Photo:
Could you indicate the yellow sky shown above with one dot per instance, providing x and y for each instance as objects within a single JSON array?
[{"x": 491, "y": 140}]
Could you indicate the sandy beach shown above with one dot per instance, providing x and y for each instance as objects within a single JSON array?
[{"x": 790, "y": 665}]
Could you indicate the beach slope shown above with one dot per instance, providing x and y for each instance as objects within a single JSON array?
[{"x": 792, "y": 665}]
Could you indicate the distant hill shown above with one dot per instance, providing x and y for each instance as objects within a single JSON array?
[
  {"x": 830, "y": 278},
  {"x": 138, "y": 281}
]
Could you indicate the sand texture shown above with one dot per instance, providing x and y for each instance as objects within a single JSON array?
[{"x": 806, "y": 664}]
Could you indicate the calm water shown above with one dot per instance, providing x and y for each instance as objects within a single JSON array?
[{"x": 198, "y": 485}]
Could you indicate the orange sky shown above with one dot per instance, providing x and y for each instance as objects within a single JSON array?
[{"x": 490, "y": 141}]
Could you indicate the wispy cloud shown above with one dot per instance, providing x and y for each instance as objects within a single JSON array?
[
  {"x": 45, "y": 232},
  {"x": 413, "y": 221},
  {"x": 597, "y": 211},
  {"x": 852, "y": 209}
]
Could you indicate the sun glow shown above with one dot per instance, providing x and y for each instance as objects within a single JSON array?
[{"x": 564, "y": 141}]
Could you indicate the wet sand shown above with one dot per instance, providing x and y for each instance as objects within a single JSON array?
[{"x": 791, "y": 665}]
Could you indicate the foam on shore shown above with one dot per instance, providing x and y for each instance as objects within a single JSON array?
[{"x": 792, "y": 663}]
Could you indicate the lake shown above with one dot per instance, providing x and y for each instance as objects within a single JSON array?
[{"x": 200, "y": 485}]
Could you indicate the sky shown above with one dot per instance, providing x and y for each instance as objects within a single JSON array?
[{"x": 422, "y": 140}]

##########

## Yönerge
Lütfen yukarıdaki satırların hepsini, tek bir harfini bile değiştirmeden aynen yeniden yazın.

## Tam Yanıt
Photo:
Could you indicate the yellow sky shown above with one dot per instance, providing x and y for each instance as objects within a single JSON array?
[{"x": 491, "y": 140}]
Could you indicate the sandy beach shown above with one dot per instance, providing x and y for each instance as objects within a single JSON array?
[{"x": 790, "y": 665}]
Could you indicate the beach slope shown above with one dot per instance, providing x and y for each instance as objects within a single JSON array?
[{"x": 792, "y": 665}]
Could you indicate the distant hill shown above with one dot per instance, providing x and y for each instance as objects within a single JSON array?
[
  {"x": 830, "y": 278},
  {"x": 138, "y": 281}
]
Could you indicate the sand texture shown above with one dot per instance, providing x and y for each instance as objects within a single JSON array?
[{"x": 806, "y": 664}]
Could you indicate the calm water shown above with one dot per instance, providing x and y for each instance as objects within a single JSON array?
[{"x": 198, "y": 485}]
Could you indicate the orange sky shown above with one dot per instance, providing x and y for each instance as objects within a single JSON array?
[{"x": 490, "y": 141}]
Could you indicate the wispy cloud shown above with one dot per instance, providing x and y for each instance as objects within a single JSON array?
[
  {"x": 45, "y": 232},
  {"x": 413, "y": 221},
  {"x": 597, "y": 211},
  {"x": 852, "y": 209}
]
Could you indicate the sun glow shown above with one dot per instance, providing x and y for each instance as objects within a single JSON array?
[{"x": 564, "y": 141}]
Could you indicate the wet sand shown above with one dot per instance, providing x and y for each instance as objects within a single JSON array?
[{"x": 791, "y": 665}]
Could you indicate the foam on shore shown above with one dot per instance, providing x and y for each instance as objects within a single JSON array?
[{"x": 792, "y": 663}]
Could you indicate the lake shown above with one dot per instance, providing x and y for each instance as objects within a single JSON array?
[{"x": 200, "y": 485}]
Could you indicate the sky shown above with one dot per instance, providing x and y for each instance as objects within a single JSON array?
[{"x": 422, "y": 140}]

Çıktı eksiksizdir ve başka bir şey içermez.